→ **To be done**: Please reproduce only the lines of the listing below from the line with "Plain rules. Mark every instance of the black" up to and including the line with "x=625 y=255", requests included. Raise every coordinate in the answers by 100, and leave the requests and their sample formats unchanged.

→ **Task inputs**:

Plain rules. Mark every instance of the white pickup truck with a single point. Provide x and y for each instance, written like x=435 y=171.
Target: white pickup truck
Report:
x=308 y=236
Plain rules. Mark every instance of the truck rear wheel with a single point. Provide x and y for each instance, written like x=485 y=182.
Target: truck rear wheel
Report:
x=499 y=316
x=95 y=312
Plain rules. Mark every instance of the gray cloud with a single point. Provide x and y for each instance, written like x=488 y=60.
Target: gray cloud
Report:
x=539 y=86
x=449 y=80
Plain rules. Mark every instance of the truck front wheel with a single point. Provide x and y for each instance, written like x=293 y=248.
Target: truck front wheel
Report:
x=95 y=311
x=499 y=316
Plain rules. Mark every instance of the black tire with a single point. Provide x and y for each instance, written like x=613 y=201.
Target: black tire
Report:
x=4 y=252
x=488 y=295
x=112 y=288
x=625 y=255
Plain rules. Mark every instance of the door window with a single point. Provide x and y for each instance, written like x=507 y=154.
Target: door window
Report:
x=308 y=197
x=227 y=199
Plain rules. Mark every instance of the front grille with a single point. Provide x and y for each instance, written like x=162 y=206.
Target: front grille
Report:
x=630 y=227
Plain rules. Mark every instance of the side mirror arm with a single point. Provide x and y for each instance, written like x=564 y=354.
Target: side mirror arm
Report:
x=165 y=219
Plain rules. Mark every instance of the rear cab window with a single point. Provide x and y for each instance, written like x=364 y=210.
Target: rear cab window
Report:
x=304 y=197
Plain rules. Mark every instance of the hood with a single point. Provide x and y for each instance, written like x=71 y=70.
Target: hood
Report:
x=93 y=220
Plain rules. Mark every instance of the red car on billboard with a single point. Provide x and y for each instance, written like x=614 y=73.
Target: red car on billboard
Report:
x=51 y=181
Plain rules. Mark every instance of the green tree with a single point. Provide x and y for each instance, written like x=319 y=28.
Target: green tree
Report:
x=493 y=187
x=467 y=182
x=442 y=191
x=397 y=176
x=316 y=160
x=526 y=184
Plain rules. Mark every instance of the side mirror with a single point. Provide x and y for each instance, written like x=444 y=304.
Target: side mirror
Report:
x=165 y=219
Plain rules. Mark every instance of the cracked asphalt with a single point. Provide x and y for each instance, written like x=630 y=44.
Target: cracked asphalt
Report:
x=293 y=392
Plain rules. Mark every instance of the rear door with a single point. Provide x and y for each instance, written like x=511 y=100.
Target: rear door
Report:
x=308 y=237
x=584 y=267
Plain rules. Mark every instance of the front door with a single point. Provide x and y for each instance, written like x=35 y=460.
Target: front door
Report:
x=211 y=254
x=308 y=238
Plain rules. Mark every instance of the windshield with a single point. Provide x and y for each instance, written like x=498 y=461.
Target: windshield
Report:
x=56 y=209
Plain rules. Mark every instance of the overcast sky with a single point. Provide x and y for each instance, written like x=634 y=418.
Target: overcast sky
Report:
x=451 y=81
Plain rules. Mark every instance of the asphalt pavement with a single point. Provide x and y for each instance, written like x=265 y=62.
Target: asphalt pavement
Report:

→ **Right answer**:
Plain rules. Mark every instance of the black tire with a single point. Provide x and y for each instance, written like x=613 y=201.
Target: black tire
Report:
x=104 y=352
x=588 y=395
x=212 y=388
x=725 y=355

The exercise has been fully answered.